§ Stated exercise
Print each of the lines below word for word, with nothing added, dropped, or changed.

§ Material for the task
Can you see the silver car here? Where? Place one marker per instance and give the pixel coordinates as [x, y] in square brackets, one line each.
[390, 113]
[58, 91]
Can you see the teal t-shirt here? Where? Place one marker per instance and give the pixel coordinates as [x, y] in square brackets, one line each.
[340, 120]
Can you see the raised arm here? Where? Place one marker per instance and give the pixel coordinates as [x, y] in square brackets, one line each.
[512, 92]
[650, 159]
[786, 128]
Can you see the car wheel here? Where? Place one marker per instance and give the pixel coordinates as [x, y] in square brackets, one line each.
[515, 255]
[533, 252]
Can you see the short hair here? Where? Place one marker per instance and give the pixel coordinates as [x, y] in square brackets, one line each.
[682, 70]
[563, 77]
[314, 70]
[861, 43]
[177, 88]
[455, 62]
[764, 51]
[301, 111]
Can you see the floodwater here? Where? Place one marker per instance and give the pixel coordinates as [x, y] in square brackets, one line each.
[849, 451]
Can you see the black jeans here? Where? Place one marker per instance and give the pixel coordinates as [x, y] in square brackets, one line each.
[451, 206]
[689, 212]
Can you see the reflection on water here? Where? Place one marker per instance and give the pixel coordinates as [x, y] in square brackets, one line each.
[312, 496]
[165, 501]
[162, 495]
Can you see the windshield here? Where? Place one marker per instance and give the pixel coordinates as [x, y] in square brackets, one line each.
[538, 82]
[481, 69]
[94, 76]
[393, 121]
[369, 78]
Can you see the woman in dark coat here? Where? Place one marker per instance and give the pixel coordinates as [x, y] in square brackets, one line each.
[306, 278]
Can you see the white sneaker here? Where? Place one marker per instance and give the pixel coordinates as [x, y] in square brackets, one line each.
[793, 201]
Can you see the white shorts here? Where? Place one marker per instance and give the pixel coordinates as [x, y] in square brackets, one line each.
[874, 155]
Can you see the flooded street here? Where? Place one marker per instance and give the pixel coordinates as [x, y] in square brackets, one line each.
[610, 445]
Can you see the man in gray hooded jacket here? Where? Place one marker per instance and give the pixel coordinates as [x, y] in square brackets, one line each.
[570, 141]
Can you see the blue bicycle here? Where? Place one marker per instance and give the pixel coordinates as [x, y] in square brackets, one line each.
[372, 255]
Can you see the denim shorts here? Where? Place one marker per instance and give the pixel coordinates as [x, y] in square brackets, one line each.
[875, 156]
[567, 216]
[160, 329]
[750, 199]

§ Task result
Can you see the silver car here? Where? Place one marker per instance and give the pixel coordinates as [x, y] in square brackets, one line each.
[390, 113]
[58, 91]
Can you see the teal t-shirt here? Where? Place one marker per instance and give the pixel coordinates as [x, y] in square brackets, one line each.
[340, 120]
Can you see the raised arm here? Where? Place one marker per instance and give the pixel coordinates as [x, y] in square brackets, one line each.
[512, 92]
[650, 159]
[786, 128]
Can you see the car wheel here? Where? Place one marker per instance and give the pixel coordinates as [x, y] in square brackets, one line each.
[515, 255]
[533, 252]
Can you see the short hair here? Where? Place one marker per instance and give the pixel coordinates as [x, y] in square brackets, one line each.
[682, 70]
[563, 77]
[314, 70]
[861, 43]
[177, 88]
[455, 62]
[764, 51]
[301, 111]
Can you see the floodwater here? Where? Place one marker per instance and give the pixel coordinates as [x, y] in square brackets, one line each.
[849, 451]
Can you see the black jeans here? Where? Place one marker per instance and give the pixel coordinates as [x, y] in square brackets, one line each.
[451, 206]
[689, 212]
Can you see the reflection on water here? Where? Place one marker per instance and give the pixel coordinates as [x, y] in square brackets, one line each.
[312, 496]
[165, 501]
[162, 495]
Can you see the windshield here? Where? Place one marker per instance and give the pixel coordinates as [x, y] in square brackets, one line each.
[538, 82]
[481, 69]
[94, 76]
[393, 121]
[369, 78]
Can you see the woman in dark coat here? Where? Place one marker per instance and give the pixel coordinates as [x, y] in square brackets, one line each.
[306, 278]
Can you see the white sneaker here? Where? Place one marker per instance and give the pixel coordinates as [x, y] in square brackets, one line each.
[793, 201]
Can you see the white shorts here? Where? Place one marker per instance and give the pixel coordinates as [x, y] in square brackets, one line each.
[874, 155]
Can you see the flooded street here? Where? Place one marker per instance and give the pixel coordinates as [x, y] in square brackets, one line each.
[610, 445]
Can you see the man in gray hooded jacket here? Where? Place one marker per instance and give the pixel coordinates as [x, y] in square brackets, one line each.
[570, 141]
Can you see the blue bicycle here? Where? Place one marker per instance and give the pixel coordinates as [x, y] in square brackets, one line each.
[372, 255]
Can you see the denim shorts here? Where? Place one marker per instance and give the pixel coordinates as [x, y] in square brackets, one line each.
[875, 156]
[567, 216]
[160, 329]
[750, 199]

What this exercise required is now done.